Extract to read —
Start of Block

Lennox is dead. The black “pit bull type” canine became an internet sensation over the past few weeks as authorities in Belfast prepared to execute him under the Dangerous Dogs Act of 1992, which outlaws such animals. Lennox was euthanized early Wednesday despite worldwide appeals from celebrities, including Americans who offered to find a new home for him in the U.S. The family was not allowed to visit the dog before his death, or to be present for it; they learned first from a radio interviewer that the council order had been carried out. They haven’t been given their pet’s body, either; they have instead been told by city council that his ashes will be mailed to them.

The council has handled the whole affair about as poorly as it could have, from a public-relations standpoint. The mistrust that body has accumulated will be lasting, and one supposes that any institution of government in Northern Ireland starts with two strikes against it. But it would be hard to argue that Lennox wasn’t given at least a slim chance. Born long after the laws against pit bulls were passed, Lennox was the subject of three legal appeals, including one entertained by the Court of Appeal for Northern Ireland, the UK exclave’s highest. More than two full years lapsed between the seizure of the dog and his death.

In the end, the family was snagged in a Catch-22; the city council would probably have preferred to resolve matters by letting the dog be re-homed, especially since angry cynophiles have been churning out everything from e-mail spam to gasoline-soaked threat letters, but the letter of the law provides only for the destruction of dogs once they are found dangerous. There are no provisions for putting them on a boat in the dead of night and letting them slip quietly off into exile under less dog-o-cidal regimes.

End of Block

Natural-language object grounding data —
Start of Block

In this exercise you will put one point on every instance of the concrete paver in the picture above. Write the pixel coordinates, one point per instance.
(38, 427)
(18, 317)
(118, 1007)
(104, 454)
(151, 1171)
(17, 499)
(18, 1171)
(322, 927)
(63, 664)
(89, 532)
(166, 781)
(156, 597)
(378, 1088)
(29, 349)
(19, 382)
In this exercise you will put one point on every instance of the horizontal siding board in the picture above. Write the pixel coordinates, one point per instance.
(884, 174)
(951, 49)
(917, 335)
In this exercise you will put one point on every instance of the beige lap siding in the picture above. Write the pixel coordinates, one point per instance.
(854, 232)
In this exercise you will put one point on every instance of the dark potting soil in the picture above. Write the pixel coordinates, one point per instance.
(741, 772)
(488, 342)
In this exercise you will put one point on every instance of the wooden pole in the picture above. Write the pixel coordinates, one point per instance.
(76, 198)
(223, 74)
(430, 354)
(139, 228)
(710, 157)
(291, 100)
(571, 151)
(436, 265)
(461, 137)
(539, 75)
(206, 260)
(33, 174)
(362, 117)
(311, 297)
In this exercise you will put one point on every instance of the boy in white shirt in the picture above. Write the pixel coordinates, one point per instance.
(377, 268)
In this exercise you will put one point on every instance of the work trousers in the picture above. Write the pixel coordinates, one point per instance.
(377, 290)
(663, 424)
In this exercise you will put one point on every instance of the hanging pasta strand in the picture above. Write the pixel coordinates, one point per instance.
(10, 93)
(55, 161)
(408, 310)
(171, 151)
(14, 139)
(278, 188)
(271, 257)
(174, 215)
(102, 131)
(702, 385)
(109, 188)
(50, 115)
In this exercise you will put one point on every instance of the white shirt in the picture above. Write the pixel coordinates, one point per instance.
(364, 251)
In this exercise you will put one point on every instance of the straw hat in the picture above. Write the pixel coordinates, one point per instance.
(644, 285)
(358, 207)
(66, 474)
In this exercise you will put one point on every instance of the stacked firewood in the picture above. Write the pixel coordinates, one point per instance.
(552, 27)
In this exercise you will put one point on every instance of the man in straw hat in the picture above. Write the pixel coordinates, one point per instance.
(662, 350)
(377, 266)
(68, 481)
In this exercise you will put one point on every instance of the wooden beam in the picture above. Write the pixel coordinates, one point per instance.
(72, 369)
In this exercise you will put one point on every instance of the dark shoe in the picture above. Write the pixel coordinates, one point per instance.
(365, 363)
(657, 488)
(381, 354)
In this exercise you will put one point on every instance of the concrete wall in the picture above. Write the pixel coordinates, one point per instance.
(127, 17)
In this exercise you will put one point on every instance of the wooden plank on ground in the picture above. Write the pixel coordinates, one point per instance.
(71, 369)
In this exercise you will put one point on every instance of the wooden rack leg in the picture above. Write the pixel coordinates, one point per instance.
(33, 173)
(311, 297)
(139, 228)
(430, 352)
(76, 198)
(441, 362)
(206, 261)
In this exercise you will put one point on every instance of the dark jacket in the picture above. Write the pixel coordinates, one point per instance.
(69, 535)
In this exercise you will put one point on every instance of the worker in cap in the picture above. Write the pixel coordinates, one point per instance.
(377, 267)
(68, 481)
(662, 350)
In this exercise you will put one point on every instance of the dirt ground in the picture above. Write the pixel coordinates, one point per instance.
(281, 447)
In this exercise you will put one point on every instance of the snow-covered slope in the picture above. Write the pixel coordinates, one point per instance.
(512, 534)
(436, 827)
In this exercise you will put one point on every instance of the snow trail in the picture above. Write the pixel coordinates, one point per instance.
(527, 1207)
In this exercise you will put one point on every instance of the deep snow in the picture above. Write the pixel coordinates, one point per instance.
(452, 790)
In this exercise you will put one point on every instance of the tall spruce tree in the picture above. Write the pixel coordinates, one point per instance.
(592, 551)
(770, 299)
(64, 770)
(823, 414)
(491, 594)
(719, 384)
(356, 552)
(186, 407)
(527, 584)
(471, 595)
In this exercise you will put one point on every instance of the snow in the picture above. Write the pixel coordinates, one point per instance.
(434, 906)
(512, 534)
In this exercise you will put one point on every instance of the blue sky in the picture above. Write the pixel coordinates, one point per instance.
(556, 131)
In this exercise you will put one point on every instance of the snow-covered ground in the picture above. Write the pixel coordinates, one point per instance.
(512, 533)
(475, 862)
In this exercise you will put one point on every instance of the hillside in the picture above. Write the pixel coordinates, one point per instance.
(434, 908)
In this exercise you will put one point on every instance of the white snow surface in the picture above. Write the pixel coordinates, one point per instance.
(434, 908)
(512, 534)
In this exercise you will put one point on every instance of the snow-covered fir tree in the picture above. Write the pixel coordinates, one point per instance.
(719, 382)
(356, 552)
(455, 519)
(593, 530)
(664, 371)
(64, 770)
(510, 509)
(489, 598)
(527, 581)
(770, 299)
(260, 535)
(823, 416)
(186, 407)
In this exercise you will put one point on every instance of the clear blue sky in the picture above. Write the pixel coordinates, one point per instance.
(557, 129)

End of Block

Tasks —
[A] In the article about Lennox, from whom did the family first learn that the council order had been carried out?
[B] Extend the article about Lennox, picking up right after its last sentence.

Your written answers —
[A] From a radio interviewer.

[B]
The longstanding questions about the subjectivity and humanity of legislation banning particular breeds of dog are being renewed by Lennox’s case. He was adjudged to be a pit bull after a brief physical inspection with a tape measure. A DNA test apparently indicated that Lennox is a mix of American bulldog and Labrador retriever, but the standard under the law is physical conformation, not genetics, and doggie-DNA testing may still contain quite a large component of bushwa anyway. Lennox’s owner, Caroline Barnes, had complied scrupulously with all of the city’s licensing and health laws respecting the dog—except, of course, for the one making his existence inherently illegal. There have never been any complaints from neighbours about Lennox, and there is no evidence he has ever succeeded in nipping anyone.

Most news items about poor Lennox, however, naturally left out a few details that are present in the Court of Appeal’s judgment. (Is the recognition of complicated truths bad for the web stats, do you suppose?) When dog wardens returned to the Barnes residence after seeing Lennox and wondering why an illegal pit bull was living there, they “spoke to a male on the premises who refused to permit the examination of the dog and told them that if they attempted to measure the dog it would ‘rip their head off’.” Indeed, Lennox seems to have done his best; he lunged at one of the wardens who originally measured him, and at a dog handler brought in to assess his demeanour, and even at one of the family’s own trial witnesses. Barnes herself told the court “that the dog had changed since an incident where she and her child were threatened by a group of youths” and “that the dog did not deal well with strangers who forced themselves upon him.”

Around the world this week, thousands of dogs will be turned over to shelters or put down immediately because of difficult or intractable personalities. This one, at least, will be mourned.